[START]

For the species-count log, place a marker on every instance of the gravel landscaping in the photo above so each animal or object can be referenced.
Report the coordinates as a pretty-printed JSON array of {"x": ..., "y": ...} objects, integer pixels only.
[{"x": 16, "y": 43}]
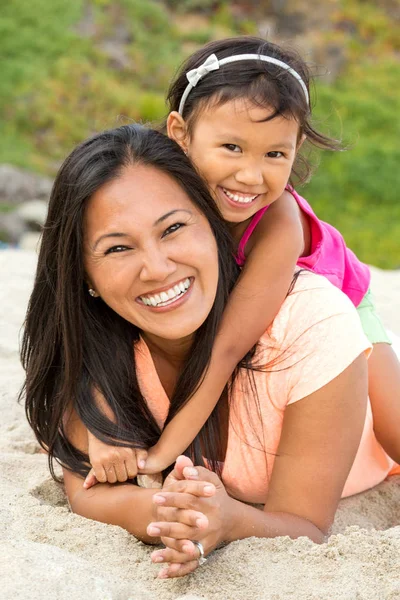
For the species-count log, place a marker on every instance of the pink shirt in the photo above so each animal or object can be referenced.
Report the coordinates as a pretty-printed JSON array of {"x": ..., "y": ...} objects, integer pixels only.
[
  {"x": 315, "y": 336},
  {"x": 329, "y": 255}
]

[END]

* _GOAL OF THE EXERCISE_:
Substitute "object-count log" for "species-count log" wherever it appears in the lines above, changing nothing else, and give the lines again without the pictures.

* _THE OUTPUT_:
For the object-count log, place a marker on every instance of the gravel landscaping in the photo above so each animal or object can be referenced.
Report the coordinates as a pretty-printed JSON array of {"x": ..., "y": ...} objects, integer pixels only.
[{"x": 16, "y": 43}]
For the object-count log, place a marker on every instance of the pink shirt in the photo above so each animal or object can be referenced.
Report the coordinates as a pretty-printed JSON array of {"x": ..., "y": ...} objects, integer pixels only.
[
  {"x": 315, "y": 336},
  {"x": 329, "y": 255}
]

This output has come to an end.